Skip to main content

LangChain integration for Cala — the verified knowledge graph API for AI agents

Project description

langchain-cala

LangChain retriever for Cala — the verified knowledge graph API for AI agents.

Cala returns structured, typed, source-cited data instead of raw web scrapes. Every document includes source and verified metadata fields so your agent can reason over facts with full traceability.

pip install langchain-cala

Why Cala?

Web search APIs Cala
Returns URLs + scraped HTML Returns structured, typed JSON
Agent must parse, deduplicate, guess Agent reasons directly over clean data
No source tracing Every fact cites its source
Hallucination risk Verified entity graph

Quickstart

from langchain_cala import CalaRetriever

retriever = CalaRetriever(api_key="YOUR_CALA_API_KEY")
docs = retriever.invoke("Latest funding rounds for Barcelona AI startups")

for doc in docs:
    print(doc.page_content)
    print(doc.metadata["source"])

Get your API key at console.cala.ai.
You can also set it as an environment variable: export CALA_API_KEY=your-key


Modes

CalaRetriever supports three modes matching Cala's API:

"search" (default) — Natural language questions

Ask a free-text question and get a synthesised answer with source citations.

retriever = CalaRetriever(api_key="...", mode="search")
docs = retriever.invoke("Who are the key investors in European AI infrastructure?")

# docs[0] → synthesised answer
# docs[1:] → source citations with URLs

"query" — Structured dot-notation queries

Query the entity graph directly using Cala's dot-notation syntax.

retriever = CalaRetriever(api_key="...", mode="query")
docs = retriever.invoke("OpenAI.founded.year")
# → "2015"

docs = retriever.invoke("Mistral.headquarters.city")
# → "Paris"

"entities" — Entity discovery

Find and explore entities by name across companies, people, products, research papers, laws, and places.

retriever = CalaRetriever(api_key="...", mode="entities")
docs = retriever.invoke("Factorial HR")
# → Entity card: name, type, description, fields (funding, location, founded…)

Parameters

Parameter Type Default Description
api_key str CALA_API_KEY env Your Cala API key
mode "search" | "query" | "entities" "search" API mode
k int 5 Max documents returned
timeout int 30 Request timeout (seconds)

Use in a RAG chain

from langchain_cala import CalaRetriever
from langchain_core.output_parsers import StrOutputParser
from langchain_core.prompts import ChatPromptTemplate
from langchain_core.runnables import RunnablePassthrough
from langchain_openai import ChatOpenAI

retriever = CalaRetriever(api_key="...")

## Saved data entries
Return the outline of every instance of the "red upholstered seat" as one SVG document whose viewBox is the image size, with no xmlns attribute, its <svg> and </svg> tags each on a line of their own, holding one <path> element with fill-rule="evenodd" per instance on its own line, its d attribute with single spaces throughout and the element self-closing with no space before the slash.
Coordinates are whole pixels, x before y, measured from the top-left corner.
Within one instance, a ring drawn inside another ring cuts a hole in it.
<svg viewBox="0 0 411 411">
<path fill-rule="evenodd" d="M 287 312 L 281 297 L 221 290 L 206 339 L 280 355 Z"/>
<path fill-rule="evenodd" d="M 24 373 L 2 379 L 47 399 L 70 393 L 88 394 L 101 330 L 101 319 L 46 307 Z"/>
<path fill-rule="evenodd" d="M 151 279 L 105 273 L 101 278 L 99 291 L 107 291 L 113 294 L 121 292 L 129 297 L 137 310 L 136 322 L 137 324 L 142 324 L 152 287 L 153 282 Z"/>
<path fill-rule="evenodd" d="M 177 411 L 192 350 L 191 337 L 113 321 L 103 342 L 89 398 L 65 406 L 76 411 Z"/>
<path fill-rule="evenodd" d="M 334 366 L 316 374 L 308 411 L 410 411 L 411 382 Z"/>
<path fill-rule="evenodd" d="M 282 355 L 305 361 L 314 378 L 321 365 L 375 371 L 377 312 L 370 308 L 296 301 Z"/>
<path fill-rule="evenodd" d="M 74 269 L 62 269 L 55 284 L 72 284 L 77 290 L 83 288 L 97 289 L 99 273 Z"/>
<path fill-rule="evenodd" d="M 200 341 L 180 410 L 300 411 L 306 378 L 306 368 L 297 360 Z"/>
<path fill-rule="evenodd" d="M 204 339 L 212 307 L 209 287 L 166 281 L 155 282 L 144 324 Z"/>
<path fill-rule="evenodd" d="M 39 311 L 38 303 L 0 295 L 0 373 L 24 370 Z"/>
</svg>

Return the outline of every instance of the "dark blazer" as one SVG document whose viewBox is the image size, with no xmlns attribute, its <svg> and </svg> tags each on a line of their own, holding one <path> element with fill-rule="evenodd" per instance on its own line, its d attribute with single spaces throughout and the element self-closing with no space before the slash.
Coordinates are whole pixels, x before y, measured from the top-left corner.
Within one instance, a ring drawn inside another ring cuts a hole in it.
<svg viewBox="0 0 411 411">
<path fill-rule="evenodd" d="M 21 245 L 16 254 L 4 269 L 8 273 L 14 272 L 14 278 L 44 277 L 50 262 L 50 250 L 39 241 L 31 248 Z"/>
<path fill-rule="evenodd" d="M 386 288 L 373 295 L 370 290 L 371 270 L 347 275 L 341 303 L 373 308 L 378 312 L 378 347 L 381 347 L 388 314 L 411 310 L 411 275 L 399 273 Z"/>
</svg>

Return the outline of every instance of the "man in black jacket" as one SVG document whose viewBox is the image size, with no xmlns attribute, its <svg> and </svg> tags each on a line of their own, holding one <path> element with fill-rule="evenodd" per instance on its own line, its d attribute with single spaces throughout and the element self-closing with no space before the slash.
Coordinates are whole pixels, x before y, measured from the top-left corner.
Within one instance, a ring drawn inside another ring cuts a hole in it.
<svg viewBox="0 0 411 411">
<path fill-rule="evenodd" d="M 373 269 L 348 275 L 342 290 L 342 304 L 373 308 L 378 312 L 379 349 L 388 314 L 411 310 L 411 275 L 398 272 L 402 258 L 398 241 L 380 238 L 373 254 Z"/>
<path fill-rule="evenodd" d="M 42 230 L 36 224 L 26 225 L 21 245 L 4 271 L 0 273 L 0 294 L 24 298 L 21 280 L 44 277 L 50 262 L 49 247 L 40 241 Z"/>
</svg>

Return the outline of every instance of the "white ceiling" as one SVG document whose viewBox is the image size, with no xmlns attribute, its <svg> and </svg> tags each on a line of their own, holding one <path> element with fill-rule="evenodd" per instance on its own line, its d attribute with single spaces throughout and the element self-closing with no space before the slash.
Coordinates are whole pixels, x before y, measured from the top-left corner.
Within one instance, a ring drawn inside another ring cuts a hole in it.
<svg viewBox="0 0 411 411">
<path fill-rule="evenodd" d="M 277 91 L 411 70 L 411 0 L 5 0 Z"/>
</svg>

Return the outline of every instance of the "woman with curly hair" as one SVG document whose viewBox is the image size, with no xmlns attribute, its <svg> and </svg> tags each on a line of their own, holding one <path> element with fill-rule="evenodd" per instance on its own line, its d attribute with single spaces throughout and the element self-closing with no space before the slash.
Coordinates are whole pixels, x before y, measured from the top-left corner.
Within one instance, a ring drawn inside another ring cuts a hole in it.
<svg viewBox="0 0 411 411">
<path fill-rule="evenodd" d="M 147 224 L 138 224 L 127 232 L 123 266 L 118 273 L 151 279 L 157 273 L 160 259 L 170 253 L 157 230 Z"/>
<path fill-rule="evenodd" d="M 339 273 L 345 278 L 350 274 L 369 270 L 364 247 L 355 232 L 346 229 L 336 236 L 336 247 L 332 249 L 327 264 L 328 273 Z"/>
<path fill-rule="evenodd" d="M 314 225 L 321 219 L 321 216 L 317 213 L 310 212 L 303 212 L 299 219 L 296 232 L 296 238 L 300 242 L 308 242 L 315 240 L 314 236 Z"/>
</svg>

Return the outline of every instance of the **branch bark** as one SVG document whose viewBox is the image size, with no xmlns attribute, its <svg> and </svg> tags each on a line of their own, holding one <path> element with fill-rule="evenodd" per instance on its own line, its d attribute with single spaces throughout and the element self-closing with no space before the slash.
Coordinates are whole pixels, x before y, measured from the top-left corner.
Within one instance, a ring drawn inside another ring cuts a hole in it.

## Task list
A. According to the langchain-cala page, what is the default request timeout for CalaRetriever?
B. Copy everything in the langchain-cala page from "Parameter Type Default" down to "Request timeout (seconds)".

## Expected results
A. 30 seconds.

B.
Parameter Type Default Description
api_key str CALA_API_KEY env Your Cala API key
mode "search" | "query" | "entities" "search" API mode
k int 5 Max documents returned
timeout int 30 Request timeout (seconds)